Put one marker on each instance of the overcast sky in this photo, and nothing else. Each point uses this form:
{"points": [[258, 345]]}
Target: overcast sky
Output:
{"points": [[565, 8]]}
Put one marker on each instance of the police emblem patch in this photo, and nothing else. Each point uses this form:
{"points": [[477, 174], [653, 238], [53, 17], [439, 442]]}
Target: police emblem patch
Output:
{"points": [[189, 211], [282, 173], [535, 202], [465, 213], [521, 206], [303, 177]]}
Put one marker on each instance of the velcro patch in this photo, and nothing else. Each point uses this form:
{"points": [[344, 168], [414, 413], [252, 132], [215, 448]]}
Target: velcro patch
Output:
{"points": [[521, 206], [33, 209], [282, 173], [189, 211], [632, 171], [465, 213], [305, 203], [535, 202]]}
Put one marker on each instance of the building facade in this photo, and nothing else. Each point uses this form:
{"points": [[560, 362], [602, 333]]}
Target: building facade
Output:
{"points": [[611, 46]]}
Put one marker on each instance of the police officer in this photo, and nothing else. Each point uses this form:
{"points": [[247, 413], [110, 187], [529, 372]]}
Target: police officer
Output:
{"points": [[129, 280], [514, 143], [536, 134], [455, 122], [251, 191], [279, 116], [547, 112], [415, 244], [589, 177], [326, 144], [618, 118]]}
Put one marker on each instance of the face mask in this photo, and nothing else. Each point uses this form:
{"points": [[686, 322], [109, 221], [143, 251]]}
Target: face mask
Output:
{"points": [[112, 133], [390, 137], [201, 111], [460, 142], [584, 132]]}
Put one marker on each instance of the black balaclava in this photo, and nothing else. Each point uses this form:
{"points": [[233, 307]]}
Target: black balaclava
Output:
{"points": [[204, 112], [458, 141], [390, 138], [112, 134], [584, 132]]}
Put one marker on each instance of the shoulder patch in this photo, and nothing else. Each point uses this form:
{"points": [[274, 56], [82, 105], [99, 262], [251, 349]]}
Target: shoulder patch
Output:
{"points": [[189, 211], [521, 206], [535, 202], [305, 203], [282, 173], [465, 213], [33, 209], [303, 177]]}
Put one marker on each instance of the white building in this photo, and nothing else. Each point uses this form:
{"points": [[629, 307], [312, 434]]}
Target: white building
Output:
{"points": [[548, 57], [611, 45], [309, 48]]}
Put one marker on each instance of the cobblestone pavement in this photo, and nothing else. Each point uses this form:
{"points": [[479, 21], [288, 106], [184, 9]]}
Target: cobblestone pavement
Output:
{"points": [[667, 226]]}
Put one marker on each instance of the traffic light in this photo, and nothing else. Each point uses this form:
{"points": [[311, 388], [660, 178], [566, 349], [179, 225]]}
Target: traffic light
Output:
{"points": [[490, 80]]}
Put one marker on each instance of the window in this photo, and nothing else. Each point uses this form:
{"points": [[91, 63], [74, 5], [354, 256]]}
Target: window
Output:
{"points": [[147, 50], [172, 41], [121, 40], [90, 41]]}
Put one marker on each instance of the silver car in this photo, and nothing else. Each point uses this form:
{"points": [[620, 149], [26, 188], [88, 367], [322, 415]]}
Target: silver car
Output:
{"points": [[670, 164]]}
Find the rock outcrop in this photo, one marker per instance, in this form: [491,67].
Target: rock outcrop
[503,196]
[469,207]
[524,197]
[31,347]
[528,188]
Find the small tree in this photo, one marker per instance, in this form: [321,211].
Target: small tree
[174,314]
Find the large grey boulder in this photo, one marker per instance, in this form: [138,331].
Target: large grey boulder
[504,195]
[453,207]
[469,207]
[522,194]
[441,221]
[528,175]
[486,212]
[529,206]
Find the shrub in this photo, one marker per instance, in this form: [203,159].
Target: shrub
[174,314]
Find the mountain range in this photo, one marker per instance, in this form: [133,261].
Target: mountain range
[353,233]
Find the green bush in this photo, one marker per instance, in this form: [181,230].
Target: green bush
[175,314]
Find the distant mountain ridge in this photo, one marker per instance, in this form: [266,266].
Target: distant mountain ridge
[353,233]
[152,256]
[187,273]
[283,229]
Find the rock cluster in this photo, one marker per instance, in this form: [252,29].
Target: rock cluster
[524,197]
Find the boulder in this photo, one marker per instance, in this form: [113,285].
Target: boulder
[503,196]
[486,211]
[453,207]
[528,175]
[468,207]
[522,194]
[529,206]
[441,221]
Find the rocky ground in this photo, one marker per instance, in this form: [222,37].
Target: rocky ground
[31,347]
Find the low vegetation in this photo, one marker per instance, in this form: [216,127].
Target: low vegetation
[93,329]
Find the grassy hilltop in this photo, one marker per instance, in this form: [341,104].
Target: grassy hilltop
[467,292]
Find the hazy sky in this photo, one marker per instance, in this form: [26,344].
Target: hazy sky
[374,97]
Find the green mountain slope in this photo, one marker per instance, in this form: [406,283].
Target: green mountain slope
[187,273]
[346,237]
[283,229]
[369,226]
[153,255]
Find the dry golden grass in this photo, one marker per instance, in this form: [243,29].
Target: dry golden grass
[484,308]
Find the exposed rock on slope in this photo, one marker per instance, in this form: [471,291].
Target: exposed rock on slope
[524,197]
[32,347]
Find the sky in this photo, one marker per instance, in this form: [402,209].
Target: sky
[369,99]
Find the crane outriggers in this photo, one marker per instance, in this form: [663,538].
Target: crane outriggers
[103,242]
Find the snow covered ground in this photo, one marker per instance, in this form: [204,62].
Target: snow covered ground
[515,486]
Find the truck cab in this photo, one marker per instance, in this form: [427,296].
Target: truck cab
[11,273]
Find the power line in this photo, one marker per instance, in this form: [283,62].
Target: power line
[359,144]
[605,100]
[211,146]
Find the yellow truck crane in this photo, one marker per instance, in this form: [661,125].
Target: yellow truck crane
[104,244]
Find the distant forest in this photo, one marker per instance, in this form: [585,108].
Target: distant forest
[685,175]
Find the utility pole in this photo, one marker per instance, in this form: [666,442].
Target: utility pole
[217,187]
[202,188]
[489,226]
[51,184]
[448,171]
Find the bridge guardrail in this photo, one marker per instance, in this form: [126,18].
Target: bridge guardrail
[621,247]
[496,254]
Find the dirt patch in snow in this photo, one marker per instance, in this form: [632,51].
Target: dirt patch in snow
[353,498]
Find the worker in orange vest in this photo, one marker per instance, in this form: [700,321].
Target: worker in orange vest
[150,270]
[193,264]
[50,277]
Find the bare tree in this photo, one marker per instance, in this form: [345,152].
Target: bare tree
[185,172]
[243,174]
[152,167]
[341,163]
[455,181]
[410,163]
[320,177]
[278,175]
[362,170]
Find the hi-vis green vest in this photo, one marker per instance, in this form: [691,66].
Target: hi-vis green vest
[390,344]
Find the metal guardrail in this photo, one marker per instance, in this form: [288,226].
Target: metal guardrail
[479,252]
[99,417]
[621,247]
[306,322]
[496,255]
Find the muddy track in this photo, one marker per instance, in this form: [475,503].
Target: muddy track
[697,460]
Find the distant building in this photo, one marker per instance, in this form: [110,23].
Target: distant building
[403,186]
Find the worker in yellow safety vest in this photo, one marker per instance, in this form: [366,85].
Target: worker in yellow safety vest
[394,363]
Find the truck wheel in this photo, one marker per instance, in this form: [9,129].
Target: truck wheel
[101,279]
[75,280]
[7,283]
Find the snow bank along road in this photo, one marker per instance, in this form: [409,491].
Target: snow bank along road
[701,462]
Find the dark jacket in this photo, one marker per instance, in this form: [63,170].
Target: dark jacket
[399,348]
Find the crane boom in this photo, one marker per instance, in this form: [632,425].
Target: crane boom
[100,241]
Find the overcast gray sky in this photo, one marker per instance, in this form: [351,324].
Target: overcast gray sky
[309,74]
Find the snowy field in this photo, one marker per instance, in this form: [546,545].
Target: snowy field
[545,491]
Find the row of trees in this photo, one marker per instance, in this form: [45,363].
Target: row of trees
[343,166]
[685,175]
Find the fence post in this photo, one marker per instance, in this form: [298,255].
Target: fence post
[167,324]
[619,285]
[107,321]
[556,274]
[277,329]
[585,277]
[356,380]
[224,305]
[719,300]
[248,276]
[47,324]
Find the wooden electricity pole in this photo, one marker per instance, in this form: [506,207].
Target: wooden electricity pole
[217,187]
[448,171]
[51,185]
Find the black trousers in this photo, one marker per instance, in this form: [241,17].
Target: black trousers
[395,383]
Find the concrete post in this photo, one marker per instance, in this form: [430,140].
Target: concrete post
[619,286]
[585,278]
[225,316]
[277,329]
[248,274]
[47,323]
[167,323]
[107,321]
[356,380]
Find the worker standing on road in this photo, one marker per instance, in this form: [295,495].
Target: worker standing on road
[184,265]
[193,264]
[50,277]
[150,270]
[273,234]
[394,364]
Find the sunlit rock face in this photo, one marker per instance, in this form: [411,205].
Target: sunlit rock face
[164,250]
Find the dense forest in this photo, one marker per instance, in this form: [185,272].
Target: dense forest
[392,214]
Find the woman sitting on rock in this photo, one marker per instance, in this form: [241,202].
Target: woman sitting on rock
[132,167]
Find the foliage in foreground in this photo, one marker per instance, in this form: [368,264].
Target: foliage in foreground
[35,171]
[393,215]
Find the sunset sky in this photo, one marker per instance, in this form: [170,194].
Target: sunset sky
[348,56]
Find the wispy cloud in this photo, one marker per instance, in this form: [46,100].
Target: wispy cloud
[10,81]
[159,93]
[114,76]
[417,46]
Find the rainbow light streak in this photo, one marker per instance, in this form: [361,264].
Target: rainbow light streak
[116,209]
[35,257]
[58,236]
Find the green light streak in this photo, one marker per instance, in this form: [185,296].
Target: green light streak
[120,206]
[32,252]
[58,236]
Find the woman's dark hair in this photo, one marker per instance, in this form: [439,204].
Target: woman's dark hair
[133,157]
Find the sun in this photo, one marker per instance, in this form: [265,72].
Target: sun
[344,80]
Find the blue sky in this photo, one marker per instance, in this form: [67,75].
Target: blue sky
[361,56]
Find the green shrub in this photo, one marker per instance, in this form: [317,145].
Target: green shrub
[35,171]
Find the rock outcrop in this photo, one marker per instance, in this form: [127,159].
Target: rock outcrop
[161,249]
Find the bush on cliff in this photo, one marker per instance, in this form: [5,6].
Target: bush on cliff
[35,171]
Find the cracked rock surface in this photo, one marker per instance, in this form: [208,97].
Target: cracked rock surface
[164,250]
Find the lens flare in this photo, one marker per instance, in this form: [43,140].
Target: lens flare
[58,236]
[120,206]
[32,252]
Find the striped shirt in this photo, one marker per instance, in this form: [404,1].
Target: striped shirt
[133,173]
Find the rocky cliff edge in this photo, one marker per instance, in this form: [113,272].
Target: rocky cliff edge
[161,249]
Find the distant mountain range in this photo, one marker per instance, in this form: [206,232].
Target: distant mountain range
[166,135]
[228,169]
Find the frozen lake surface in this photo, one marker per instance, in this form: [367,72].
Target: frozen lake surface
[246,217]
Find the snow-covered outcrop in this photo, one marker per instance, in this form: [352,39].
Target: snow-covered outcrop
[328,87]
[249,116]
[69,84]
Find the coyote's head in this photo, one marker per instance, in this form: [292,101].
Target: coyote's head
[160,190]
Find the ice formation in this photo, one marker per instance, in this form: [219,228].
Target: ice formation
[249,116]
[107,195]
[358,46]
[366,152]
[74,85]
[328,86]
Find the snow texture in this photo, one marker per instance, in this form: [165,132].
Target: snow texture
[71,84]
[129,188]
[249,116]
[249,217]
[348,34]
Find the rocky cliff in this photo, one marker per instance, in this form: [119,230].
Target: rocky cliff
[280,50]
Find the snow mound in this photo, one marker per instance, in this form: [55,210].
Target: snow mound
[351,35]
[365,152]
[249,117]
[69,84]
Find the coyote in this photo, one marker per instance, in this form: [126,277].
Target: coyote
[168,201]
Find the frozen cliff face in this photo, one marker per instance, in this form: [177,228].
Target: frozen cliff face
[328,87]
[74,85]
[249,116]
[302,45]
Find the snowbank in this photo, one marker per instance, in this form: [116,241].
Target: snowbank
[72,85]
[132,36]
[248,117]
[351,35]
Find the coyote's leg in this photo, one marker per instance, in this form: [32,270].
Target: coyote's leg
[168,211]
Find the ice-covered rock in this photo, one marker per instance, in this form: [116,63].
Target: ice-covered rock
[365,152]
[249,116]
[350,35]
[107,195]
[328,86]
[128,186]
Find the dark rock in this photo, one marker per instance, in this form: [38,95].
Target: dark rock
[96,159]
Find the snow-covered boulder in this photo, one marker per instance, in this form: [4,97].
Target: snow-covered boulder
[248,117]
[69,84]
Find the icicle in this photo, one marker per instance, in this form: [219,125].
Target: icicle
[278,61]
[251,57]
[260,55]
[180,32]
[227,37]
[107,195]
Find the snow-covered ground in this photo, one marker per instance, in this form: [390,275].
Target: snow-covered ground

# # #

▸ TASK DETAILS
Exactly as they stand, set down the lines from the top of the data through the line with "Target: velcro patch".

▸ RESULT BELOW
Put one marker on each instance of the overcast sky in this photo, and nothing else. Each point uses this form:
{"points": [[258, 345]]}
Target: overcast sky
Output:
{"points": [[565, 8]]}
Put one marker on each instance of the police emblem patch in this photo, and nothing else. Each point uses this form:
{"points": [[477, 174], [653, 238], [53, 17], [439, 442]]}
Target: police emblem patch
Output:
{"points": [[189, 211], [282, 173], [535, 202], [465, 213], [521, 206], [303, 177]]}
Put one marker on each instance of the velcro patch in this photo, and nothing else. Each point uses this form:
{"points": [[344, 168], [414, 413], [252, 132], [215, 448]]}
Target: velcro patch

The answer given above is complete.